-- EXERCISE DETAILS --
Copy everything in the forum thread from "1. surround text" down to "for each implementation.", substituting "renderer" for "rendering engine".

-- EXTRACT TO READ --
- - -

Optional syntax

Related to the discussions here: Generic directives/plugins syntax, here: Guide for syntax extensions and here: Add “plugin” syntax to the spec, but from a different perspective, I propose that the CommonMark specification include optional elements.

I don’t mean optional elements with special namespaces I mean optional elements that are completely generic in terms of syntax like the rest of the spec, but optional. At least the following would have to be considered:

  • What would be the process for getting optional elements accepted into the spec?
  • How would the spec convey that an element is optional?
  • How could this be done in a way that doesn’t adversely affect the deterministic nature of implementations of the spec?

For a made up example consider two imaginary optional elements that both render text small:

  1. surround text with $$: $$small text$$
  2. surround text with $$$: $$$small text$$$

If both of these optional elements were implemented by a markdown rendering engine, would they render as something like small text or $small text$? It depends which is considered to take priority and this should be handled cleanly by the spec for example by assigning each optional syntax a sequence which is the order of processing.

Namespacing and plugins can then be used to handle esoteric or ‘uncommon’ extensions and ‘optional syntax’ can cover the things like table and footnotes syntax where competing implementations exist.

This opens the door to including syntax that is hard to parse or maintain (like some proposed table syntax) as supporting the syntax is then optional for each implementation.

6 Likes

I think that this is more important than people might think. It would allow the standardization of common features such as tables and anchor links, but leave the inclusion of those things up to the developer when they build their implementation. The key thing here (IMHO) is the standardization concept – that way common features will all behave predictably, regardless of which implementation is being used or whether the features are considered “core” or not.

Without something like this, we risk the fragmentation of how other features work. The CommonMark spec should at least standardize things to prevent 100 different table syntaxes, even if the CommonMark implementation doesn’t include tables itself. Because, believe me, if a spec isn’t laid down for something popular like tables, there is going to be fragmentation. That runs counter to CommonMark’s goal.

4 Likes

Could we be running into a small (and, I expect, temporary) nomenclature cul de sac?

- - -

-- DATASET EXCERPT --
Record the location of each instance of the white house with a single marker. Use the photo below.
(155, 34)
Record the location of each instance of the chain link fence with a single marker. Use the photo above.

- - -

-- THE COMPLETED TASK --
1. surround text with $$: $$small text$$
  2. surround text with $$$: $$$small text$$$

If both of these optional elements were implemented by a markdown renderer, would they render as something like small text or $small text$? It depends which is considered to take priority and this should be handled cleanly by the spec for example by assigning each optional syntax a sequence which is the order of processing.

Namespacing and plugins can then be used to handle esoteric or ‘uncommon’ extensions and ‘optional syntax’ can cover the things like table and footnotes syntax where competing implementations exist.

This opens the door to including syntax that is hard to parse or maintain (like some proposed table syntax) as supporting the syntax is then optional for each implementation.